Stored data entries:
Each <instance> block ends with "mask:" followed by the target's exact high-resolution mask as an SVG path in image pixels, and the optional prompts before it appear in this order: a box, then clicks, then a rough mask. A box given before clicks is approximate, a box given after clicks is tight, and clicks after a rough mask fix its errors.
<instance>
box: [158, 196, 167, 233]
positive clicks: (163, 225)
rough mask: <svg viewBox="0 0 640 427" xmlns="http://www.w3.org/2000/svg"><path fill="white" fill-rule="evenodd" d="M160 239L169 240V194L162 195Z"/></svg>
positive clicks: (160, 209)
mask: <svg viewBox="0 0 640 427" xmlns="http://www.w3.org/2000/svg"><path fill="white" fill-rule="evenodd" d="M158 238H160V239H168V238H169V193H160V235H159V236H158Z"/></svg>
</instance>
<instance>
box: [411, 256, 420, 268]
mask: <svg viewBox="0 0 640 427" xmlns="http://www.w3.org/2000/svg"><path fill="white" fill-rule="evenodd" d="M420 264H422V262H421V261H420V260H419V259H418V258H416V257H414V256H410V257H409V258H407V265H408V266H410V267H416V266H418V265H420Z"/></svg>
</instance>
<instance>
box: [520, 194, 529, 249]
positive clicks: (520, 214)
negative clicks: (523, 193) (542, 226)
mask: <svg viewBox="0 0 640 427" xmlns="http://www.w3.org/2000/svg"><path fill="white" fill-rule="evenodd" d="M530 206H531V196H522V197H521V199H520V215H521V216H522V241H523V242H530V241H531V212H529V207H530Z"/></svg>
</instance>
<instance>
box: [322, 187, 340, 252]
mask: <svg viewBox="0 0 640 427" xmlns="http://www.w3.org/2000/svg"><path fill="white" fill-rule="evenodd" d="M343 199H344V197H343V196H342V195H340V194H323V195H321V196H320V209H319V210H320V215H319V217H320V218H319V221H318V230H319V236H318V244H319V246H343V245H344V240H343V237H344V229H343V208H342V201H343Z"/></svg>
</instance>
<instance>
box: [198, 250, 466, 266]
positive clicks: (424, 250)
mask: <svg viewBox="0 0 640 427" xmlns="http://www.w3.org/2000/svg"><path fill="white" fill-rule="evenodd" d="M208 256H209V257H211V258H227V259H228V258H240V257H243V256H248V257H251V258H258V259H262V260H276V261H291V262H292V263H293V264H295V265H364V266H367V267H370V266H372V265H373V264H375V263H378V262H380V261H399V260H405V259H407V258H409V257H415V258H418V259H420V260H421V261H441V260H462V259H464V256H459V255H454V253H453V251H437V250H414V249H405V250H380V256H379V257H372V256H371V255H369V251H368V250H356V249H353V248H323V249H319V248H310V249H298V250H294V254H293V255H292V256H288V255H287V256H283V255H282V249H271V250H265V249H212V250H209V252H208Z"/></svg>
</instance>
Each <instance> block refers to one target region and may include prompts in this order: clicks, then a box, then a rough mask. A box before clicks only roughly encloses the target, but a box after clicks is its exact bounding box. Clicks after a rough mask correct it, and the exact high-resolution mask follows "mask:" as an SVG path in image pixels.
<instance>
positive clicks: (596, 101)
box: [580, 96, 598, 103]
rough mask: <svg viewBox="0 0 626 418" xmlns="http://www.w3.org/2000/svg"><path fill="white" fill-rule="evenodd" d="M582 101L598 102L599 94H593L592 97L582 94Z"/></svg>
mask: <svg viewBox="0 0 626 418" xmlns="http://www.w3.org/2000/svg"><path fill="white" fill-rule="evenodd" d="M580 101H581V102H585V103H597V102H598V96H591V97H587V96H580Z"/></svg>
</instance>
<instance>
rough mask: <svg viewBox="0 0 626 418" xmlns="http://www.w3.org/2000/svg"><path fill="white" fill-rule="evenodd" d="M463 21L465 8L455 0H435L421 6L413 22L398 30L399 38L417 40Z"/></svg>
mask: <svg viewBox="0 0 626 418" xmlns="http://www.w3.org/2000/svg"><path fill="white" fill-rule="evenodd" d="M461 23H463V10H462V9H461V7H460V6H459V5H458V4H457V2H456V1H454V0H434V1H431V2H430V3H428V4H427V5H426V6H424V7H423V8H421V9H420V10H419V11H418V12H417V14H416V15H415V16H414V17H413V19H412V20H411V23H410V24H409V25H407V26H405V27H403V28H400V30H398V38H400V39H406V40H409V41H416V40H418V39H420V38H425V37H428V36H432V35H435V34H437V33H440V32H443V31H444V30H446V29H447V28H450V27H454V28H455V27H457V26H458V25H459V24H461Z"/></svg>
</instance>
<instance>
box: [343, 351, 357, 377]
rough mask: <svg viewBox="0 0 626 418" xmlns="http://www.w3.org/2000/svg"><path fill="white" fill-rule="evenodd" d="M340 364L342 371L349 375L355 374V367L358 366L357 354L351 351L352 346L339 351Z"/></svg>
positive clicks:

* _Work request_
Each line above must be returned exactly as written.

* _Answer box_
Each <instance> block ends with "mask:" followed by the target's exact high-resolution mask as an SVG path in image pixels, and the optional prompts before it appear in this order: a box, then clicks, then a rough mask. A box given before clicks is approximate, a box given after clicks is tight, and clicks after a rough mask fix its errors.
<instance>
box: [158, 196, 167, 233]
positive clicks: (163, 225)
rough mask: <svg viewBox="0 0 640 427" xmlns="http://www.w3.org/2000/svg"><path fill="white" fill-rule="evenodd" d="M160 239L169 240V194L162 195Z"/></svg>
positive clicks: (160, 209)
mask: <svg viewBox="0 0 640 427" xmlns="http://www.w3.org/2000/svg"><path fill="white" fill-rule="evenodd" d="M158 238H160V239H168V238H169V193H160V235H159V236H158Z"/></svg>
</instance>
<instance>
box: [411, 256, 420, 268]
mask: <svg viewBox="0 0 640 427" xmlns="http://www.w3.org/2000/svg"><path fill="white" fill-rule="evenodd" d="M420 264H422V262H421V261H420V260H419V259H418V258H416V257H414V256H410V257H409V258H407V265H408V266H410V267H416V266H418V265H420Z"/></svg>
</instance>
<instance>
box: [520, 194, 529, 249]
positive clicks: (520, 214)
negative clicks: (523, 193) (542, 226)
mask: <svg viewBox="0 0 640 427" xmlns="http://www.w3.org/2000/svg"><path fill="white" fill-rule="evenodd" d="M530 206H531V196H522V197H521V199H520V215H521V216H522V241H523V242H530V241H531V212H529V207H530Z"/></svg>
</instance>
<instance>
box: [322, 187, 340, 252]
mask: <svg viewBox="0 0 640 427" xmlns="http://www.w3.org/2000/svg"><path fill="white" fill-rule="evenodd" d="M343 199H344V197H343V196H342V195H340V194H323V195H321V196H320V209H319V210H320V215H319V217H320V218H319V221H318V230H319V236H318V244H319V246H343V245H344V240H343V237H344V229H343V208H342V201H343Z"/></svg>
</instance>
<instance>
box: [198, 250, 466, 266]
positive clicks: (424, 250)
mask: <svg viewBox="0 0 640 427" xmlns="http://www.w3.org/2000/svg"><path fill="white" fill-rule="evenodd" d="M208 256H209V257H211V258H227V259H228V258H240V257H243V256H248V257H251V258H258V259H262V260H276V261H291V262H292V263H293V264H295V265H364V266H367V267H370V266H372V265H373V264H375V263H378V262H380V261H399V260H405V259H407V258H409V257H415V258H418V259H420V260H421V261H441V260H462V259H464V256H459V255H454V253H453V251H437V250H414V249H405V250H380V256H379V257H372V256H371V255H369V251H368V250H356V249H353V248H323V249H319V248H310V249H298V250H294V254H293V255H292V256H288V255H287V256H283V255H282V249H271V250H265V249H212V250H209V252H208Z"/></svg>
</instance>
Each <instance> block refers to one target region and may include prompts in this order: clicks, then a box, then a rough mask. A box before clicks only roughly encloses the target, but a box after clicks is its exact bounding box. Clicks after a rough mask correct it, and the exact high-resolution mask follows "mask:" as an SVG path in image pixels.
<instance>
positive clicks: (596, 101)
box: [580, 96, 598, 103]
rough mask: <svg viewBox="0 0 626 418" xmlns="http://www.w3.org/2000/svg"><path fill="white" fill-rule="evenodd" d="M582 101L598 102L599 94H593L592 97L582 94Z"/></svg>
mask: <svg viewBox="0 0 626 418" xmlns="http://www.w3.org/2000/svg"><path fill="white" fill-rule="evenodd" d="M580 101H581V102H585V103H597V102H598V96H591V97H587V96H580Z"/></svg>
</instance>
<instance>
rough mask: <svg viewBox="0 0 626 418" xmlns="http://www.w3.org/2000/svg"><path fill="white" fill-rule="evenodd" d="M463 21L465 8L455 0H435L421 6L413 22L398 30L399 38L417 40Z"/></svg>
mask: <svg viewBox="0 0 626 418" xmlns="http://www.w3.org/2000/svg"><path fill="white" fill-rule="evenodd" d="M461 23H463V10H462V9H461V7H460V6H459V5H458V4H457V2H456V1H454V0H434V1H431V2H430V3H428V4H427V5H426V6H424V7H423V8H421V9H420V10H419V11H418V12H417V14H416V15H415V16H414V17H413V19H412V20H411V23H410V24H409V25H407V26H405V27H403V28H400V30H398V38H400V39H406V40H409V41H416V40H418V39H420V38H425V37H428V36H432V35H435V34H437V33H440V32H443V31H444V30H446V29H447V28H450V27H454V28H455V27H457V26H458V25H459V24H461Z"/></svg>
</instance>
<instance>
box: [343, 351, 357, 377]
rough mask: <svg viewBox="0 0 626 418" xmlns="http://www.w3.org/2000/svg"><path fill="white" fill-rule="evenodd" d="M340 364L342 371L349 375L355 374V367L358 366L357 354L351 351L352 346L339 351Z"/></svg>
positive clicks:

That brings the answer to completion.